Repeat the data from the line with "Where can the cloud" to the line with "<point>109,260</point>", keeping every line unchanged.

[START Supplied data]

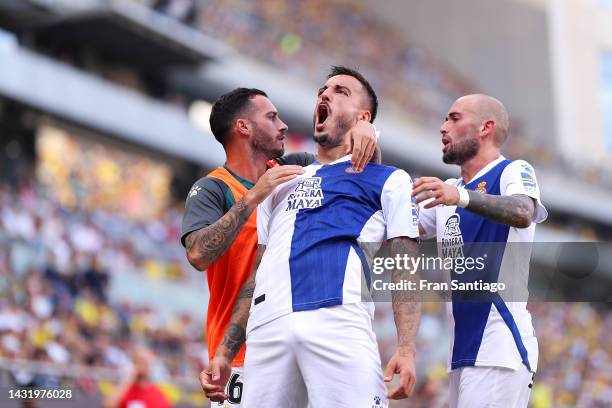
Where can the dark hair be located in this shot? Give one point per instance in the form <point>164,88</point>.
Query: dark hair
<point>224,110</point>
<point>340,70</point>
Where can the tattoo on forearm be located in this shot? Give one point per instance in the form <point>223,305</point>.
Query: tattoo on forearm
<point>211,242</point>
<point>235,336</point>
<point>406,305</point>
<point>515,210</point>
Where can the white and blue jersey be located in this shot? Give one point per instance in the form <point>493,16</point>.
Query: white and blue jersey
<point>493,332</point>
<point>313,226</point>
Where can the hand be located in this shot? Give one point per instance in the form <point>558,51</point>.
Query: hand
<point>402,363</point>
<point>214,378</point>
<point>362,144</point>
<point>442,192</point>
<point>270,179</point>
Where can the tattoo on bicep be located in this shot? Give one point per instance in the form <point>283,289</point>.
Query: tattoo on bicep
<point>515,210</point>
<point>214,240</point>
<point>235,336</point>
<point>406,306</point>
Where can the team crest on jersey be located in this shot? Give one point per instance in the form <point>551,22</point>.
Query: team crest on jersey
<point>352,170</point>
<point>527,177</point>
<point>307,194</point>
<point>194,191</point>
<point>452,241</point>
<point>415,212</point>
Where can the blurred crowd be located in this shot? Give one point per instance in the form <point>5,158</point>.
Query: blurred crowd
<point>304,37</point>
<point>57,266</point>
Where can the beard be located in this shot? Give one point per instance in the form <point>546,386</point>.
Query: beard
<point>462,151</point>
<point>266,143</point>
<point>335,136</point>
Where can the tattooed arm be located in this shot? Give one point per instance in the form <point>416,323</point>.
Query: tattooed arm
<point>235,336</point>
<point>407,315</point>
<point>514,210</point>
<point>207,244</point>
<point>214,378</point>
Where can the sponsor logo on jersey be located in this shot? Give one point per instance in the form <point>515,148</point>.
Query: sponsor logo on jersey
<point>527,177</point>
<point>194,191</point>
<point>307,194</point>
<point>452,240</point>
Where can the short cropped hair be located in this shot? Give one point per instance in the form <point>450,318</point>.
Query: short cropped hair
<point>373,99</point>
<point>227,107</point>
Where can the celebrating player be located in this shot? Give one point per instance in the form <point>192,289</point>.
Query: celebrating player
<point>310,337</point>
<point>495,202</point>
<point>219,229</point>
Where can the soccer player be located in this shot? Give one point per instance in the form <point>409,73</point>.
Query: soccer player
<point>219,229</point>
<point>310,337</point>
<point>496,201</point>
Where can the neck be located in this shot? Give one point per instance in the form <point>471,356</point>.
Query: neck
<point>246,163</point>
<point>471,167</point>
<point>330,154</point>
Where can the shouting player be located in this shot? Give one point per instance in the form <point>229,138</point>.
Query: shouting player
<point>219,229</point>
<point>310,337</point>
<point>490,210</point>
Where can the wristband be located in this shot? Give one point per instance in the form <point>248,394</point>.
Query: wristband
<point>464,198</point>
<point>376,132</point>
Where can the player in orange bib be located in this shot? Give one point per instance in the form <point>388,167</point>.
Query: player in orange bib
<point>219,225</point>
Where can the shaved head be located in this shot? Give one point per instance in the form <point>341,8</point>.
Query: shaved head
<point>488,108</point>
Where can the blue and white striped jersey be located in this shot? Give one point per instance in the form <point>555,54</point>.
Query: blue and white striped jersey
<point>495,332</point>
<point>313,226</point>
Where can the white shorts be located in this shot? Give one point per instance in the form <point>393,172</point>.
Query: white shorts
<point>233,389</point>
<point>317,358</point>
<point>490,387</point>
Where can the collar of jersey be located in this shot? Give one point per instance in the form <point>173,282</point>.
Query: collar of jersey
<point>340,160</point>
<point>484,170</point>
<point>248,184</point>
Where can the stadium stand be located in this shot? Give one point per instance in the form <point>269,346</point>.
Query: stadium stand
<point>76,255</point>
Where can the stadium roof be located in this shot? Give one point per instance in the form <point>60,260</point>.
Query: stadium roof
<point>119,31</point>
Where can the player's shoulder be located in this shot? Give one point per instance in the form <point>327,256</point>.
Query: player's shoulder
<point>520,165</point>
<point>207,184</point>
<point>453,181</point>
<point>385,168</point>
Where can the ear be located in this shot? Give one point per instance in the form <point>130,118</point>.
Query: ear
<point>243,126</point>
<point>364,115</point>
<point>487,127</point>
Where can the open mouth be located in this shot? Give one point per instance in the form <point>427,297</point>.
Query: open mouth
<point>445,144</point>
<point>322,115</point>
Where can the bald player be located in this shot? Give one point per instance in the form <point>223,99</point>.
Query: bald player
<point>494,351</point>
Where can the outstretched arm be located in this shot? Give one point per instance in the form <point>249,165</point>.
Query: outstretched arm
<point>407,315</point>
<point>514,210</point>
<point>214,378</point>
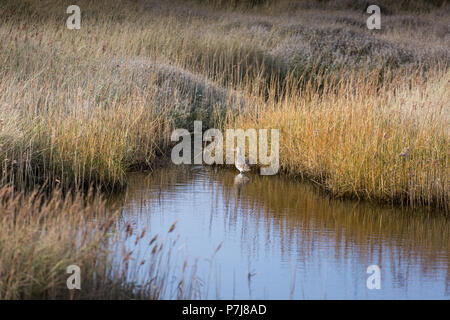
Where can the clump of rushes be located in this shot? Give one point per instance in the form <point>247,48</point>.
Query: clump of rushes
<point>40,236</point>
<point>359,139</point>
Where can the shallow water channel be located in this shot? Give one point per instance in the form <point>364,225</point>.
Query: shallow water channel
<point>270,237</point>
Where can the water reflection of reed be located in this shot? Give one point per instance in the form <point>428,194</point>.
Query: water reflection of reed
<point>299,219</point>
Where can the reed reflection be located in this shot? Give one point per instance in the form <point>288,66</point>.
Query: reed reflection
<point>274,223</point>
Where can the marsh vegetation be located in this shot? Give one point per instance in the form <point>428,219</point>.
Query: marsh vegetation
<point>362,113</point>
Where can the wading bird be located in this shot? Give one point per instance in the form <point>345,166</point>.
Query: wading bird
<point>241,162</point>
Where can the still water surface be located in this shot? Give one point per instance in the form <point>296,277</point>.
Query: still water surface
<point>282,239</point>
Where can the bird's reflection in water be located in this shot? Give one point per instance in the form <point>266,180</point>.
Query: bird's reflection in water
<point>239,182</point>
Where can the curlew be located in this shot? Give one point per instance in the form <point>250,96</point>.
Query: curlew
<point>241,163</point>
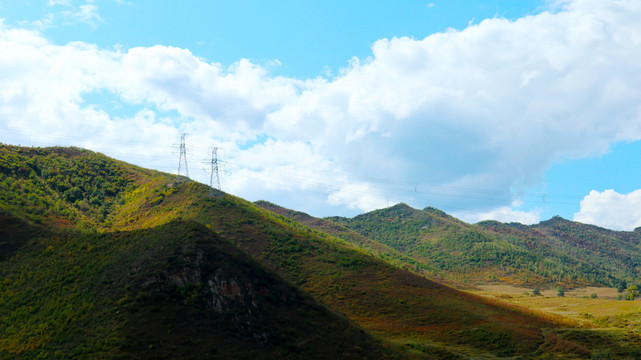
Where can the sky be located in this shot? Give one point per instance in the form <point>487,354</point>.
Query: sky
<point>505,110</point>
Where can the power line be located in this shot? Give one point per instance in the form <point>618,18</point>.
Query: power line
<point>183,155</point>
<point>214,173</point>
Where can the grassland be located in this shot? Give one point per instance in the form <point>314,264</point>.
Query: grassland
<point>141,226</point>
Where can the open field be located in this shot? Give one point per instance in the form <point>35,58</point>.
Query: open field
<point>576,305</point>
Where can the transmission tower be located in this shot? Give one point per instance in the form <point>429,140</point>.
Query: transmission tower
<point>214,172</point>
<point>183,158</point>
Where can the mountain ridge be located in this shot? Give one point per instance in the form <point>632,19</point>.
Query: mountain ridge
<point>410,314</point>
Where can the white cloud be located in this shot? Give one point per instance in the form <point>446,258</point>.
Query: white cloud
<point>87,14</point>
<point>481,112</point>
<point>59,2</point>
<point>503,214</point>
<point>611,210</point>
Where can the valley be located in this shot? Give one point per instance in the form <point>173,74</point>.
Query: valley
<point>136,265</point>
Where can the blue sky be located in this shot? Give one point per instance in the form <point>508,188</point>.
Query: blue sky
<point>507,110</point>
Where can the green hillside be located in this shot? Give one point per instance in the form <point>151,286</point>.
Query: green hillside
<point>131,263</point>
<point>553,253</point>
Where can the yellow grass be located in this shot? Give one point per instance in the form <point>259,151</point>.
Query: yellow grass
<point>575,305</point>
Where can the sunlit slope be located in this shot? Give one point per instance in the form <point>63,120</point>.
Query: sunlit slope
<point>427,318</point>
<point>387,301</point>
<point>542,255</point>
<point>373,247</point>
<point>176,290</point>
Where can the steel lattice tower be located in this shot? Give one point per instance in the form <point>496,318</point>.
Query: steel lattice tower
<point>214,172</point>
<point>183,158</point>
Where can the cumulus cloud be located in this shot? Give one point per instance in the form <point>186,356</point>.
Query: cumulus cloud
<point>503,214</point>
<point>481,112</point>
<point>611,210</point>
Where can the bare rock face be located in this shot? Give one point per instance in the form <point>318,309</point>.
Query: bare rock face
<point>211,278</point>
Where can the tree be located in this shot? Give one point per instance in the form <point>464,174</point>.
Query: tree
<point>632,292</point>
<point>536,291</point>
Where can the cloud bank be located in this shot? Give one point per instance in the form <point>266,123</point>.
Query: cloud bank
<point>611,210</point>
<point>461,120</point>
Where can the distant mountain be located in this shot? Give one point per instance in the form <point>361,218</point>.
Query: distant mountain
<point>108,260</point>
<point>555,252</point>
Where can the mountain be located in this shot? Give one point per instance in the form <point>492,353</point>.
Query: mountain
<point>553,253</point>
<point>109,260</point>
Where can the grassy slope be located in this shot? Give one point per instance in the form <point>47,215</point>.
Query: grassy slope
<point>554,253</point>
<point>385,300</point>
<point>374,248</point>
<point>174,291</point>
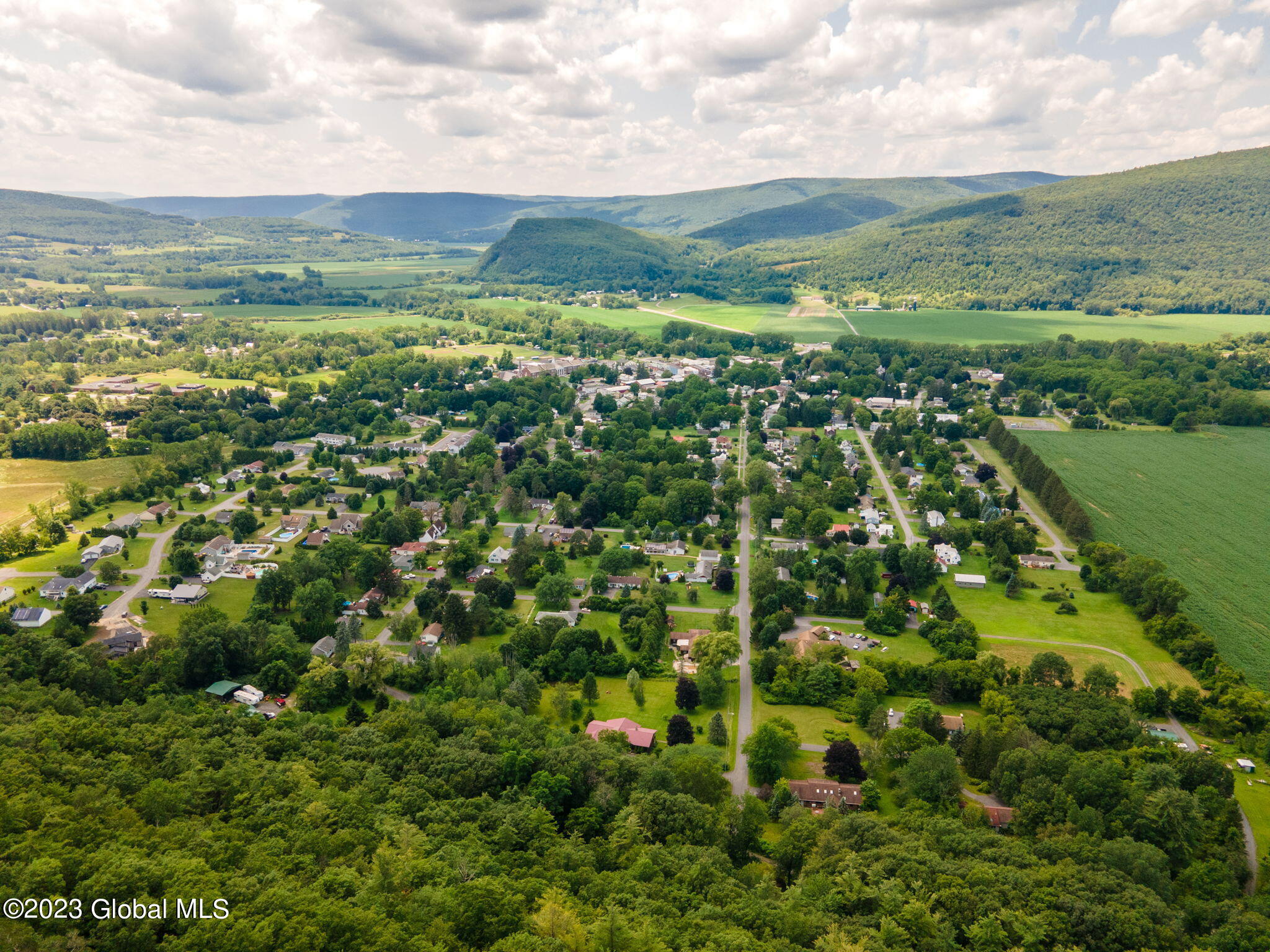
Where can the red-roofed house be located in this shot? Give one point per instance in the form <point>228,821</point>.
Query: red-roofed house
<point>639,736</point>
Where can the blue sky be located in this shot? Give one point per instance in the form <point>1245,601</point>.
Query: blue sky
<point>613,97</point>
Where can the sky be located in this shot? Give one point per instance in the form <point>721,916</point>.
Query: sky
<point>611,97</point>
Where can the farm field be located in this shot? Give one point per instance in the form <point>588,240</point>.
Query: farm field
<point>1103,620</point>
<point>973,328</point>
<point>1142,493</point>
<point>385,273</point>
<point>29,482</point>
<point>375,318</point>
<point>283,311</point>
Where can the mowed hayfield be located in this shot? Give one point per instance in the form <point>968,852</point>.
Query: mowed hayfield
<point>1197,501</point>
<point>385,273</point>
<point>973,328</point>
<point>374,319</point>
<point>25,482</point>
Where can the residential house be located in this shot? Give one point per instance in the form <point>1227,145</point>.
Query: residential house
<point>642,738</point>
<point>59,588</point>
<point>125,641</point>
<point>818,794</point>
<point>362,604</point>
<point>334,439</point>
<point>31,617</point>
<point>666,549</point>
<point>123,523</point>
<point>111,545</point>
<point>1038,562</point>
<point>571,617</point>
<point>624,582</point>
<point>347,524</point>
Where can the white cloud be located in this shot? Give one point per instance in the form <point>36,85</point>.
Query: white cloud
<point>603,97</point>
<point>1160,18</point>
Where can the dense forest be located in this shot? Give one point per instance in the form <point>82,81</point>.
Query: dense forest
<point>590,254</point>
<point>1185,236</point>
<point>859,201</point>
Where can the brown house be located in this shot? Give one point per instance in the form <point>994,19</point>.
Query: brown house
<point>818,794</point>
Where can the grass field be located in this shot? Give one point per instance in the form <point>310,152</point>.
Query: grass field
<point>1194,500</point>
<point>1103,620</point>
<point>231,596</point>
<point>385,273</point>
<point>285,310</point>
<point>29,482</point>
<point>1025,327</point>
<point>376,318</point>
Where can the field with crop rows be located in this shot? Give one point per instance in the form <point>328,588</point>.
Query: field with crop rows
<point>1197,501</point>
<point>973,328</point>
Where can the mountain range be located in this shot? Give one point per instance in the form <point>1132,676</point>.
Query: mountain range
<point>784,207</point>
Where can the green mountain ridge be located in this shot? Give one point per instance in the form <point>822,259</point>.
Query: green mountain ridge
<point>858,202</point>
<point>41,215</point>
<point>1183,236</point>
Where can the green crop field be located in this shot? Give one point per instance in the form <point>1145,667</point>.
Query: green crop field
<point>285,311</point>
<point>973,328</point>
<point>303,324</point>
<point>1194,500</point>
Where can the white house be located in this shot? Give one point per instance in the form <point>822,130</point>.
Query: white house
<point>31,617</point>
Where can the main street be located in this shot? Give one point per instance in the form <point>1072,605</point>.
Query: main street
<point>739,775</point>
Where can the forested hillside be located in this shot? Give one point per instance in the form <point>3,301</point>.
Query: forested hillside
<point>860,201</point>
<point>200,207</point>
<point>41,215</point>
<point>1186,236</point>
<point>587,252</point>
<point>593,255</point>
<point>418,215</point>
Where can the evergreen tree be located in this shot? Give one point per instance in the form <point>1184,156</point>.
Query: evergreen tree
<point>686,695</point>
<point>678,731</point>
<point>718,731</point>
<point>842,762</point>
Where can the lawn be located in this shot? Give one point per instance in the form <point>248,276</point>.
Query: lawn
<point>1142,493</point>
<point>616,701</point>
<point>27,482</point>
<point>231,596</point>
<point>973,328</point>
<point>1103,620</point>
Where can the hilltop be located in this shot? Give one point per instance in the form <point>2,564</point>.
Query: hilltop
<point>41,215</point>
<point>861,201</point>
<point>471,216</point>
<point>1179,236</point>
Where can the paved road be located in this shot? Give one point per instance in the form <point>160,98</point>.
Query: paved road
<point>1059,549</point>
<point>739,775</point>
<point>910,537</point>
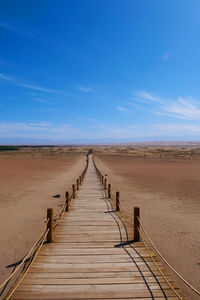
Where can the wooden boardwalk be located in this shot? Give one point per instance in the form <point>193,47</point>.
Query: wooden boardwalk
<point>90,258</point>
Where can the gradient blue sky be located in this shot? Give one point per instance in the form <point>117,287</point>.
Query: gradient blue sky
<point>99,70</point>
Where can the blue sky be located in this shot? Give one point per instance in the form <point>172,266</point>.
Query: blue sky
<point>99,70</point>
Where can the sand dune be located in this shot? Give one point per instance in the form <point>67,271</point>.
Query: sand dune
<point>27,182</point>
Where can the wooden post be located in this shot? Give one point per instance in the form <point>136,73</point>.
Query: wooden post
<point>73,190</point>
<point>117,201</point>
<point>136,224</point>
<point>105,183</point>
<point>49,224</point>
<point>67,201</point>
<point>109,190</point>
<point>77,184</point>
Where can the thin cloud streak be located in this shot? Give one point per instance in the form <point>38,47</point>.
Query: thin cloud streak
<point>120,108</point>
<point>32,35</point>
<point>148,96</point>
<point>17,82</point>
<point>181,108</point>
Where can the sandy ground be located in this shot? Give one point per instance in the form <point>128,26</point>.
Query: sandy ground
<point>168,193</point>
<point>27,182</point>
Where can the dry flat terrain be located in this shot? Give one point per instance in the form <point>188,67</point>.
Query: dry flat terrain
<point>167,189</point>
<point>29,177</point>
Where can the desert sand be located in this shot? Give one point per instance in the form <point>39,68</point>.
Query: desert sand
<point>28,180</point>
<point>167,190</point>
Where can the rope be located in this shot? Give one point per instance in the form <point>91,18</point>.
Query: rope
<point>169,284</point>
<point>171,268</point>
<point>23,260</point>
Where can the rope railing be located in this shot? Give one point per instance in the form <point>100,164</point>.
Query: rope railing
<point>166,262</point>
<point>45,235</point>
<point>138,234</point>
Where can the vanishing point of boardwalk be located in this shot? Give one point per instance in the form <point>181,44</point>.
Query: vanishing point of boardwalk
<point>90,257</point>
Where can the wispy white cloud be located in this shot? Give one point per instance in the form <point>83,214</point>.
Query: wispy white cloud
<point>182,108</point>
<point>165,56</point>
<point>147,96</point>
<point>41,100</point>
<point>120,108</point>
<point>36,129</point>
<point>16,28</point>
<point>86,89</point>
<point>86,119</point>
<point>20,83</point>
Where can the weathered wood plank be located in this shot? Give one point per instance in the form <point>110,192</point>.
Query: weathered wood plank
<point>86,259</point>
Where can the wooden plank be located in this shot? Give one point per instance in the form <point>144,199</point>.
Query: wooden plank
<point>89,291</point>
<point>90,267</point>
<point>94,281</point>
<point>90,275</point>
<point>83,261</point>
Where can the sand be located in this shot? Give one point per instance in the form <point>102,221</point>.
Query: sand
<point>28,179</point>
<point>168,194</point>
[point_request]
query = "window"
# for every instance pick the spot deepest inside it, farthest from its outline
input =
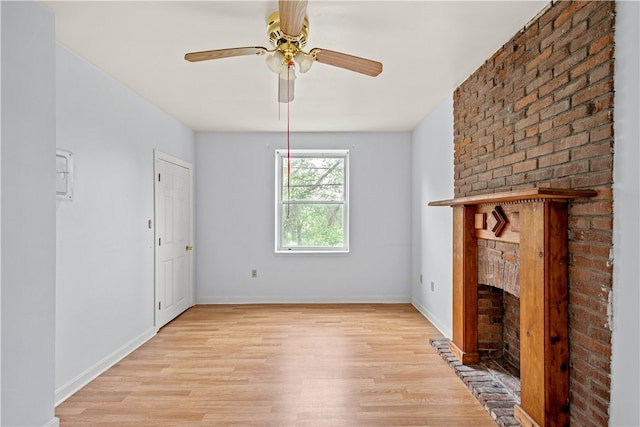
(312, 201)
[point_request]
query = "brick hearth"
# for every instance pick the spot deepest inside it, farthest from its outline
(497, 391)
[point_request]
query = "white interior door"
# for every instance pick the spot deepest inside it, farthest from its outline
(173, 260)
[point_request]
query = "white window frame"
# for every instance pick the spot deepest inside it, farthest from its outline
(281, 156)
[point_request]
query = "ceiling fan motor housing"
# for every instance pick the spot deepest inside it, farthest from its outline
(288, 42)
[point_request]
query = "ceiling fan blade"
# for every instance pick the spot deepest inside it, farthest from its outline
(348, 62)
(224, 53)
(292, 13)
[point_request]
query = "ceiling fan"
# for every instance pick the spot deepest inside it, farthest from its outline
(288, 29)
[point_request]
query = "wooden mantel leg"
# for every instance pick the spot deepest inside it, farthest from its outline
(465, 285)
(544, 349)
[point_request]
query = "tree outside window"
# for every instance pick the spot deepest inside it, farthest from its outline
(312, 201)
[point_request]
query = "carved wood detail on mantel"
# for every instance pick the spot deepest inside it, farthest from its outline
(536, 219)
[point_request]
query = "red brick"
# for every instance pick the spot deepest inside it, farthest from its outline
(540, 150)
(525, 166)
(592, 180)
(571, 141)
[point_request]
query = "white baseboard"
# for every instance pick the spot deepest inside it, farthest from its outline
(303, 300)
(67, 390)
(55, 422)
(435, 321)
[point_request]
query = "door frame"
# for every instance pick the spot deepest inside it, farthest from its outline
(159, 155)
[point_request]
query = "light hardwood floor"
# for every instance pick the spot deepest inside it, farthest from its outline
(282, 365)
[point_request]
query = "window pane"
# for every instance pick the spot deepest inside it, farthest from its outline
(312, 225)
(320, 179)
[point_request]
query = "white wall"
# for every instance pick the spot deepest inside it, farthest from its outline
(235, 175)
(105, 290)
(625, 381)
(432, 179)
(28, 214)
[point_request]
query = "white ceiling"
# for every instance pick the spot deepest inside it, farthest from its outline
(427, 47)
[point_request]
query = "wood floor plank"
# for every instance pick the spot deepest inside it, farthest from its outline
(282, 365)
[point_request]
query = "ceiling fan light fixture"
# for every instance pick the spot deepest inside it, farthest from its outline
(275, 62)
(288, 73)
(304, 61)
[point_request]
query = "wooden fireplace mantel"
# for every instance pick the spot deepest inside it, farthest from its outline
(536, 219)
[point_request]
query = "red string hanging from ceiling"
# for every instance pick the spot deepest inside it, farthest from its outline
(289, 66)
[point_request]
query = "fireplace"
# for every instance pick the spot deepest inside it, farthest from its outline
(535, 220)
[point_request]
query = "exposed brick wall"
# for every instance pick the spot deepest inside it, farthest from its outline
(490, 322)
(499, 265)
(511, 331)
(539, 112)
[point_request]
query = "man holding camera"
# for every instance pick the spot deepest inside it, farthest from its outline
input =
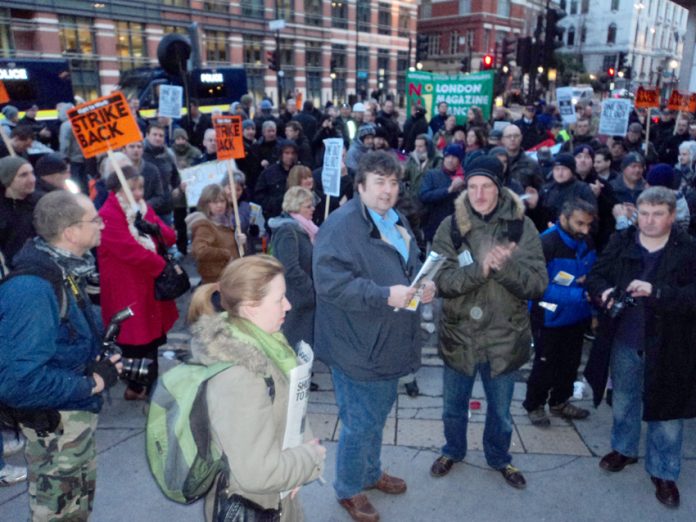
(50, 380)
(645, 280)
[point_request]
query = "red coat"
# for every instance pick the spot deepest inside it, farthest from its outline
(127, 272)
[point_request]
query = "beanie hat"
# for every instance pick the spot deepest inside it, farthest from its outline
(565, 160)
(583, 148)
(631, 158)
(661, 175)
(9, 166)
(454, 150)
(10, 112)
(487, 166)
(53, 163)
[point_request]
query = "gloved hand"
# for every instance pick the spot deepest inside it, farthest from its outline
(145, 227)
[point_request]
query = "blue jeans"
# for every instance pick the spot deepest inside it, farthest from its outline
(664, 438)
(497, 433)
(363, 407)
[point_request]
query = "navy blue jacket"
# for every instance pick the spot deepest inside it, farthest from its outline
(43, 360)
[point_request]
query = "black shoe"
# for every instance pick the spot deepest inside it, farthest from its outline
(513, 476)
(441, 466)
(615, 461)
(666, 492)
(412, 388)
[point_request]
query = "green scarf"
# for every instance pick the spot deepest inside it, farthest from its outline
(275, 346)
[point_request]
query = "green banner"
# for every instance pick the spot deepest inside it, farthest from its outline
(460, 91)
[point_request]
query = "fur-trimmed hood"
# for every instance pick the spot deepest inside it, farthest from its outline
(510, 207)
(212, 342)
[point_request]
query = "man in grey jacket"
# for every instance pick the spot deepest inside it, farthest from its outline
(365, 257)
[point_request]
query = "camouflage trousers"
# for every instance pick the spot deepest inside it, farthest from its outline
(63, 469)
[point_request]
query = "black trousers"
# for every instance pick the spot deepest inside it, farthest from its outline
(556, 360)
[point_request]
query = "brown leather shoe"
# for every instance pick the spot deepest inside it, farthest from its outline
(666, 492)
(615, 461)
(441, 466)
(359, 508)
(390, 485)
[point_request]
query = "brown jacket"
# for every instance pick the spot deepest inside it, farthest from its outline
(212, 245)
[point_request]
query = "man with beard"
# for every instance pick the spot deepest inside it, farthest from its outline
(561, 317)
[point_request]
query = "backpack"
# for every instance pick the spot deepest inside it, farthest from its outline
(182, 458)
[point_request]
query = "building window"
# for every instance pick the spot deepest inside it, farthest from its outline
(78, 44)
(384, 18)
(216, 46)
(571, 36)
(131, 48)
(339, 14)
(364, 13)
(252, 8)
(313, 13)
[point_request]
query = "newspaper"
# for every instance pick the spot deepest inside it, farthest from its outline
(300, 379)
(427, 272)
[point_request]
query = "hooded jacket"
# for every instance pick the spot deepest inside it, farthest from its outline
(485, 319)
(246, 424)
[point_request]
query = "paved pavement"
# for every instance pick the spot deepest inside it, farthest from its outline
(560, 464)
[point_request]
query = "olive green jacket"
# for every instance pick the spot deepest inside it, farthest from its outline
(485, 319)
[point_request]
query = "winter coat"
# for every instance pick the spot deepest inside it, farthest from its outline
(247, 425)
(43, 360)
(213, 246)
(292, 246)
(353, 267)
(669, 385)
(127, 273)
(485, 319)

[END Supplied data]

**Response to this exercise:**
Where can the cloud bank be located in this shot? Give one point per instance in the form <point>266,123</point>.
Query: cloud bank
<point>611,210</point>
<point>461,120</point>
Where can the distant mountain be located in this shot? Give one point per instance in the form <point>361,218</point>.
Query: distant mountain
<point>108,260</point>
<point>555,252</point>
Where can the mountain be located in this shot? Give one point per instance in the form <point>492,353</point>.
Query: mountain
<point>553,253</point>
<point>109,260</point>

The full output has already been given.